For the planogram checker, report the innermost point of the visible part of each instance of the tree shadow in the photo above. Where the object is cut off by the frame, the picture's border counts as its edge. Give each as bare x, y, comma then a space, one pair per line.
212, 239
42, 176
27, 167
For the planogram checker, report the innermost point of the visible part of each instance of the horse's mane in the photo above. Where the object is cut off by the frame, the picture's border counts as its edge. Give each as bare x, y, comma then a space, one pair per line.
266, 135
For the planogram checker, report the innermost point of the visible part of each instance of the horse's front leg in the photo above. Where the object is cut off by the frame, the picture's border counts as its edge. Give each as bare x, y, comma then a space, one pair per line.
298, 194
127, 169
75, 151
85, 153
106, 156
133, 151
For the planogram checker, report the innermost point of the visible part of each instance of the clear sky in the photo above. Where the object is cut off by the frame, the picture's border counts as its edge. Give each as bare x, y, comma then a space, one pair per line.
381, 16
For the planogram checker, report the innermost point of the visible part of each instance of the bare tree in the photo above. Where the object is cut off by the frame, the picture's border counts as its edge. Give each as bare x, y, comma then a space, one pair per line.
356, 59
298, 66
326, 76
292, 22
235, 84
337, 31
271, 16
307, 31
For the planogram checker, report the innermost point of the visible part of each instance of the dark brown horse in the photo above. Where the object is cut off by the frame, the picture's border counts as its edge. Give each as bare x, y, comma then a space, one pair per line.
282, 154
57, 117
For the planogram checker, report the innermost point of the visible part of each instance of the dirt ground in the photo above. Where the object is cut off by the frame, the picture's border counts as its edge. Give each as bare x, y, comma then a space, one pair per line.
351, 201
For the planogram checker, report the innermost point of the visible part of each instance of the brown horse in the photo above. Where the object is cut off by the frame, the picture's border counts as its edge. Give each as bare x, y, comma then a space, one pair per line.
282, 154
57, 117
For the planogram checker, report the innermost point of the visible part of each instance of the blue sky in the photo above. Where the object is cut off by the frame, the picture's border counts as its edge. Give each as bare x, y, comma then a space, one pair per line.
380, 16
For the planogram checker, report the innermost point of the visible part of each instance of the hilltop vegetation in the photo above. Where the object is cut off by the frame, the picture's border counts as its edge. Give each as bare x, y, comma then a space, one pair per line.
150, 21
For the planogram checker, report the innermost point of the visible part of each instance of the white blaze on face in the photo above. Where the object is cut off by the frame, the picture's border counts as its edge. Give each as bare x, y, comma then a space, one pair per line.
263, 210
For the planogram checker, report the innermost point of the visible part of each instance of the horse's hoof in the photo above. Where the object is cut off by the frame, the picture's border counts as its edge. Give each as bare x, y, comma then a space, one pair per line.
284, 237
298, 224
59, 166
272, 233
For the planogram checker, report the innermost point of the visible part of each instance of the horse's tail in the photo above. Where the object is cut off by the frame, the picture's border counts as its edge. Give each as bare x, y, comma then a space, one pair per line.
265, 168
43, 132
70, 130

——————

■ EXERCISE GOAL ■
Every single entry is to be retyped exactly.

■ EXPECTED ANSWER ■
For the planogram checker, report the innermost point of the visible part of each instance of the tree shadow in the photo above. Where the object is cut off by the frame, the picture's border counts as its edge. Give each as bare x, y, comma then a space, one pair per line.
212, 239
42, 176
27, 167
For the planogram checker, report the innermost point of the visible part of each instance of the horse's mane in the photo above. Where the object is cut off by the frame, the picture's border counts as its edge. Give each as bare x, y, comma then a space, one pair per line.
266, 135
For the planogram checker, report the innermost point of the visible part of each instance of the horse's front leg in the photo above. Where the object is cut off by the frame, the picture's border counts as its edge. Give each as bare x, y, comma then a space, one pair per line.
298, 194
127, 169
75, 151
85, 153
106, 156
133, 151
For the planogram checker, report the innermost point of the visible part of each instance of the clear sky in the photo above. Where the object is cut off by the frame, the picture's border counts as its edge. Give each as bare x, y, comma then a space, one pair per line.
381, 16
For the planogram checker, report the innermost point of the visible part of each instance of the bare tree in the photo above. Where the object is cut off by the frame, the picture's border counts as its edge. Give each as bare x, y, comma then a space, one pair per line.
356, 59
298, 66
326, 76
292, 22
235, 84
337, 31
271, 16
307, 31
For the planogram checker, report the innermost point of the visible part of each instance of the dark brown horse in the photo above. Where the object is cut off by the frame, the picture's border counts as its edge. Give each as bare x, y, comma then a space, one pair per line.
282, 154
57, 117
For the planogram checker, report the innermost point of the visible part of each instance of the dirt ground in the photo above. Where the object is cut off by the frame, the picture's border counts as its edge. Give each as bare x, y, comma then a space, one pair per line.
351, 201
For the planogram checker, report the innermost point of the visible part of each instance of the brown horse in the photo above. Where the object is cut off by the frame, the picture's border counts as its edge. Give each as bare x, y, comma then a space, one pair per line.
282, 154
57, 117
For the planogram checker, report the innermost point of the visible part of each instance of the blue sky in the photo above. Where the object is cut off by the frame, the picture's border counts as its edge. Give each as bare x, y, comma then a space, one pair per line.
380, 16
For the planogram checker, report the innermost point of the visible part of each instance of the hilltop vegetation in the photo above. Where the object is cut off by the frame, the picture's border counts as its edge. Give each as bare x, y, comma then a space, one pair per line.
150, 21
For the planogram checker, report the innermost point of the visible part of each instance of the white blaze on face in the photo above. Where the object is cut off by the frame, the picture's border counts as its edge. Give each as bare x, y, comma then a space, one pair per line.
263, 210
For the planogram checker, report the innermost point of the visible part of each instance of the horse's hoof in the photo above. Where the object is cut off by the frame, the picture's border counts as its edge. Give each as bare x, y, comma then a space, one pair per line.
284, 237
298, 224
59, 166
272, 233
For the planogram checker, report the innermost point of the visible part of each instance of the horse's tail in the photo above. Where the object is cut off by the frame, the picture's border counts as its edge. Give each as bare x, y, comma then a space, one pair per line.
265, 168
43, 132
70, 130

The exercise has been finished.